Natural language region descriptions:
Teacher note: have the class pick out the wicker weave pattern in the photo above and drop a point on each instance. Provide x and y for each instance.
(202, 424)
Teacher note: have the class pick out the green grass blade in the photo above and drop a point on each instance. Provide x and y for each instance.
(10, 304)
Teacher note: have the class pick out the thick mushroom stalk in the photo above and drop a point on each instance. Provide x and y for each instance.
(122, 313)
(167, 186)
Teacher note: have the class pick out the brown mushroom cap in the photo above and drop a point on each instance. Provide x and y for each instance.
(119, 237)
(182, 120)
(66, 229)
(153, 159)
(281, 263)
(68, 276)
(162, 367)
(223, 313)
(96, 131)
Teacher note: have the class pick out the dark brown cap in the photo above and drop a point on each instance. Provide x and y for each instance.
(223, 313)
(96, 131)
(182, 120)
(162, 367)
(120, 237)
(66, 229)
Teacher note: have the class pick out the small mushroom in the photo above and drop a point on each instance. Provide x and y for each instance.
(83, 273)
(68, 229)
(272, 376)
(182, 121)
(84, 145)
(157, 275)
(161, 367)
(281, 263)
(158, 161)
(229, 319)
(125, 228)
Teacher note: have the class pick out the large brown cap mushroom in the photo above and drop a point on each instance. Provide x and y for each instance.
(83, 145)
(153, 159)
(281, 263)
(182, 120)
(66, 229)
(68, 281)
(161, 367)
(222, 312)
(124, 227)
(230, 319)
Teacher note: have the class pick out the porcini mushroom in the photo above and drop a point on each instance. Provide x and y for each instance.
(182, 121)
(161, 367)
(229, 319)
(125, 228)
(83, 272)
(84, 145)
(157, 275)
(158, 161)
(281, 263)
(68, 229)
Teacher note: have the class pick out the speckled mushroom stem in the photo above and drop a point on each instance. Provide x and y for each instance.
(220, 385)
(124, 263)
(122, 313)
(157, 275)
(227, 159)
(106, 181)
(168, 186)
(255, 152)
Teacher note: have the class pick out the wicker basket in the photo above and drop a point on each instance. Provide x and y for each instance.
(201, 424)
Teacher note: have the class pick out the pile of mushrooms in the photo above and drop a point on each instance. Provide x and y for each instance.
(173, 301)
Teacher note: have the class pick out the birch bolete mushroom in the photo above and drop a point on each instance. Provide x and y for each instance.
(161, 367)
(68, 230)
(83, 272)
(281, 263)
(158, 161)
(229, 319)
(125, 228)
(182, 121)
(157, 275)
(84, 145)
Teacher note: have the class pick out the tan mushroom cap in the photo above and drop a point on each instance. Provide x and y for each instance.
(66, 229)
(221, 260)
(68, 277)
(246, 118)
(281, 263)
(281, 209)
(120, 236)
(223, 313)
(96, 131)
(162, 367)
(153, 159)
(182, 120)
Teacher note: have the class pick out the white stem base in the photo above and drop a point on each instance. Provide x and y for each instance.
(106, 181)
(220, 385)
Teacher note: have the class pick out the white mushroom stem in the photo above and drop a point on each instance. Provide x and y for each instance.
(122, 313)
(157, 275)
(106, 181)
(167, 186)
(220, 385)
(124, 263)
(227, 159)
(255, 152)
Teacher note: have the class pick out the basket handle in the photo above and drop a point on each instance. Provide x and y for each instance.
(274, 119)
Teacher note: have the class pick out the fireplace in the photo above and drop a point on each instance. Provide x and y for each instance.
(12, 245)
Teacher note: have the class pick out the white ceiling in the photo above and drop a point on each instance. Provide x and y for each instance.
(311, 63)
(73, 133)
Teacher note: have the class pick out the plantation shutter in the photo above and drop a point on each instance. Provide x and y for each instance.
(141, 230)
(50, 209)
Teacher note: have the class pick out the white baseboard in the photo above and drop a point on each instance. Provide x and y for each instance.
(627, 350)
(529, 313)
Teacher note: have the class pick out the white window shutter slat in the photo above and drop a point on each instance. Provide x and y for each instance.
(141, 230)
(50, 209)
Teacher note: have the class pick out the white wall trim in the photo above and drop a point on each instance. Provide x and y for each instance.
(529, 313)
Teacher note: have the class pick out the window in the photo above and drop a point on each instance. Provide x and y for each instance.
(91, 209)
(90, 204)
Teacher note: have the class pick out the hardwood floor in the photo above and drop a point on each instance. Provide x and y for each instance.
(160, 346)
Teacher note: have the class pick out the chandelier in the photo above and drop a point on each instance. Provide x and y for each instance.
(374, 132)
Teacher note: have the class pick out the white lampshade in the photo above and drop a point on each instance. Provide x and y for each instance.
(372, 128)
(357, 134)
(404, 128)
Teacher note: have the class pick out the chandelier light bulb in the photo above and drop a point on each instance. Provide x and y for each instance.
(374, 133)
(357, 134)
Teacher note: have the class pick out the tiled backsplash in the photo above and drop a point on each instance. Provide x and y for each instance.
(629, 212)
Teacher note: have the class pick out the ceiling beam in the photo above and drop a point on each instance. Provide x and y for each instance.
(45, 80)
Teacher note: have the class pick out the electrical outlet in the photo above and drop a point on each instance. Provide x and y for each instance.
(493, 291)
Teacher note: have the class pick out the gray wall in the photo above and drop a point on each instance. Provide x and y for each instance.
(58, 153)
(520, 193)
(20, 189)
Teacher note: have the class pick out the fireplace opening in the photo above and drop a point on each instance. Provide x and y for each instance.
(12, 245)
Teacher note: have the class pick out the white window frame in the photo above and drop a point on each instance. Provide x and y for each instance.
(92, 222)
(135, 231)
---
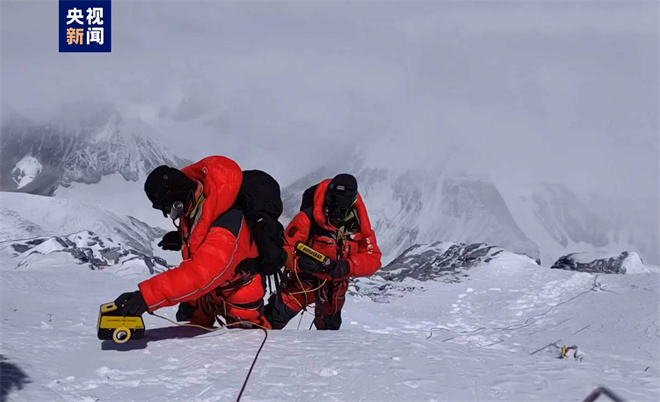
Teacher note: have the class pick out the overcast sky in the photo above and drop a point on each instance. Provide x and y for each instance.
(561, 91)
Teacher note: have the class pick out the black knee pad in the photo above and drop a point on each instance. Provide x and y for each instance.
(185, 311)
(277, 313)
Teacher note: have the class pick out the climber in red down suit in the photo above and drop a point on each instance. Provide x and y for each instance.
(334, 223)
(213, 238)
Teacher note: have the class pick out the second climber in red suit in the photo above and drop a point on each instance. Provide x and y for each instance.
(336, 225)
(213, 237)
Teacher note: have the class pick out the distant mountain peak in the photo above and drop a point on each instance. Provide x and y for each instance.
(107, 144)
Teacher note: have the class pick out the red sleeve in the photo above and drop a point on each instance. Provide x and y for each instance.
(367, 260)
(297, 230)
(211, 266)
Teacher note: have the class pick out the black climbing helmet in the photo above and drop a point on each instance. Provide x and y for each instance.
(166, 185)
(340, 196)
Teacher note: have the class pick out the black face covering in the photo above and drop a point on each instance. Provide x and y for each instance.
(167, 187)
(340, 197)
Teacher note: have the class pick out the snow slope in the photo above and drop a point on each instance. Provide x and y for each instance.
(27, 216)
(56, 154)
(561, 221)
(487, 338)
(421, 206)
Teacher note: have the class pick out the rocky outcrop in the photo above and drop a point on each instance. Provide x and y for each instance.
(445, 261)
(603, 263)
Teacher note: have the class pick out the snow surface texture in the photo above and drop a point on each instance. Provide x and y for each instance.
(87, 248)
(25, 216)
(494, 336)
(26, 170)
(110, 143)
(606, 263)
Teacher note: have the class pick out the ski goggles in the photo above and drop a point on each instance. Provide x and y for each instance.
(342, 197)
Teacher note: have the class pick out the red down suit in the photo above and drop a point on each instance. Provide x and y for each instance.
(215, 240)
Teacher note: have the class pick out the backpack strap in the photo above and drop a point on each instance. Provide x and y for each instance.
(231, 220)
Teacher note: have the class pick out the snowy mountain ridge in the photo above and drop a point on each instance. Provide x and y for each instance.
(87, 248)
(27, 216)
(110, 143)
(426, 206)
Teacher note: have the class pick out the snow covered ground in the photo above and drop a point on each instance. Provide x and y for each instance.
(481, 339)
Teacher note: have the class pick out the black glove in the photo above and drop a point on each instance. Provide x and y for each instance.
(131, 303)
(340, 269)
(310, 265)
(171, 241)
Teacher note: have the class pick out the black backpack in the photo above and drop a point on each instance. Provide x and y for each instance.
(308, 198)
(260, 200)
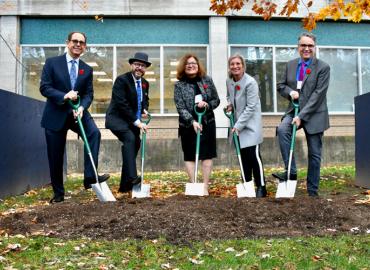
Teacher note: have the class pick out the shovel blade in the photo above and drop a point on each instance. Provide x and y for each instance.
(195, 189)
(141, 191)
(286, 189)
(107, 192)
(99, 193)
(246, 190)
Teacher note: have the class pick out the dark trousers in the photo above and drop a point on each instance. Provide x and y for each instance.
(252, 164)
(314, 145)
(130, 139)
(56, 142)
--
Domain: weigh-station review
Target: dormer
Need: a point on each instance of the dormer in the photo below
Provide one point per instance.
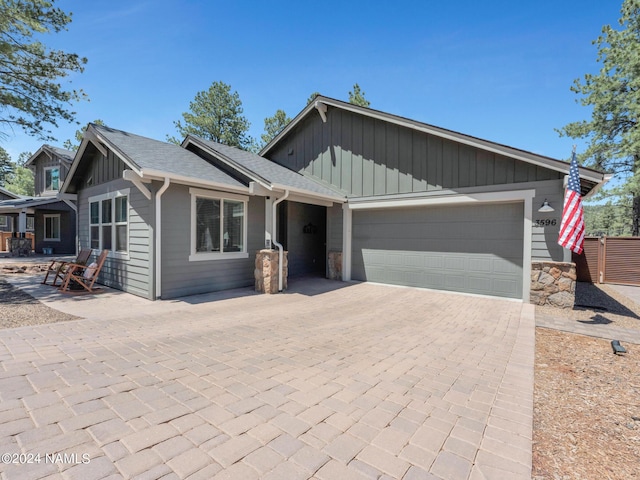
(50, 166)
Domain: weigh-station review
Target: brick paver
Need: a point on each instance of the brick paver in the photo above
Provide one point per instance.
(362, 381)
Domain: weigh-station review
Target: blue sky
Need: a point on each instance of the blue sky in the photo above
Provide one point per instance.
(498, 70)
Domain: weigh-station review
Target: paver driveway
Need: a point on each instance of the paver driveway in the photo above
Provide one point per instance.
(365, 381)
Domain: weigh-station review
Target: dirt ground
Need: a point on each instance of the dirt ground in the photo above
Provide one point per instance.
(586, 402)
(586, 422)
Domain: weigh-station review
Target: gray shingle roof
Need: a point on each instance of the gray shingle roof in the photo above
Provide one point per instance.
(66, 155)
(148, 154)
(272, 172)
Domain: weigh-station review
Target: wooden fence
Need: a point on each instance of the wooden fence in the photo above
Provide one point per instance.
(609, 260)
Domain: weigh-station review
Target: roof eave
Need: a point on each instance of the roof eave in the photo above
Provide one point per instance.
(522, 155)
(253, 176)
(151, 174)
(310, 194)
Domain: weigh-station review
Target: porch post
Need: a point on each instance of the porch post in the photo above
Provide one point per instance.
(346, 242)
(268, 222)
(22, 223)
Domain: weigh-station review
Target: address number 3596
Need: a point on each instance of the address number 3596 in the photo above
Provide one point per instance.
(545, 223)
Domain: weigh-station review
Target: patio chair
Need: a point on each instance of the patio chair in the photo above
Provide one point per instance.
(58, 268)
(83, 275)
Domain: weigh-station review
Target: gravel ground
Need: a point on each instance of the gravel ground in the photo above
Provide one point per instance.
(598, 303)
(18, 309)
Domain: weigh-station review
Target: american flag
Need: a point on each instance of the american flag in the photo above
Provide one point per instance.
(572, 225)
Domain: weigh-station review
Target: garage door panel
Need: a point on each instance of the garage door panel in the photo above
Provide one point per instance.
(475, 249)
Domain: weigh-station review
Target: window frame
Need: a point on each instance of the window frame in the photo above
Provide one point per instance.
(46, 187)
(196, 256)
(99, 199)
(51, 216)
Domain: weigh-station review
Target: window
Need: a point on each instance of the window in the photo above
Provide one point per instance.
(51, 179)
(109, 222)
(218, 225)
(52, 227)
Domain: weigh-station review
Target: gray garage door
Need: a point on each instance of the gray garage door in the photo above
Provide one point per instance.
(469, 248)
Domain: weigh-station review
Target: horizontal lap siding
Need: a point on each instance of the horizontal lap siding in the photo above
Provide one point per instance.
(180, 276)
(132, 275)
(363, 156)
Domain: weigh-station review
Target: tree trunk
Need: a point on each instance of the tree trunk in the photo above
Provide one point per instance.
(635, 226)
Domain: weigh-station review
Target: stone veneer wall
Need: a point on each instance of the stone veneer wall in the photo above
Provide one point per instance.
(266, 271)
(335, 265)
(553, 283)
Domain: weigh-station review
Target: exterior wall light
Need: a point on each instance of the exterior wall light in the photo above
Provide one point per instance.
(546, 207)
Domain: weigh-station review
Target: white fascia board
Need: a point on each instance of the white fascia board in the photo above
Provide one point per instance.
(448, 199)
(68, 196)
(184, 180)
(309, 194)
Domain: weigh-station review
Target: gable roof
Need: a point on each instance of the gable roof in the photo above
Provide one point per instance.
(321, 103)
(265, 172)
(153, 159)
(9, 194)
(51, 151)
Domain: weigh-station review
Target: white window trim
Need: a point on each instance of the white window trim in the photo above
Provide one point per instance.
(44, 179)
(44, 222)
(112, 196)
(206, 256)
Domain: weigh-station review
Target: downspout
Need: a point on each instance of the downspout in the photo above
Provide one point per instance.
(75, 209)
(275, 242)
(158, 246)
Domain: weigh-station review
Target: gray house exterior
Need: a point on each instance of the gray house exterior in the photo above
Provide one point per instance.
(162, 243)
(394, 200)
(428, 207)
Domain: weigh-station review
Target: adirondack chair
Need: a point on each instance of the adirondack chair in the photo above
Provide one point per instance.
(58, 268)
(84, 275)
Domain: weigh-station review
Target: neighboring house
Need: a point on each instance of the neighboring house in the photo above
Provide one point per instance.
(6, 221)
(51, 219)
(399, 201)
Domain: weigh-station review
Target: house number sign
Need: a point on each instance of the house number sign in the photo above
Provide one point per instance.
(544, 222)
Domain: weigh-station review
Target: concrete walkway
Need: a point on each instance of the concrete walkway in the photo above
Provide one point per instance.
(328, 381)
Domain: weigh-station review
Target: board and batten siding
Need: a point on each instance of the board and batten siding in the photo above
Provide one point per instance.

WHAT THE TASK ASKS: Using the data above, count the lines where "gravel" appears. Reply with the number only.

REPLY TO THE TASK: 2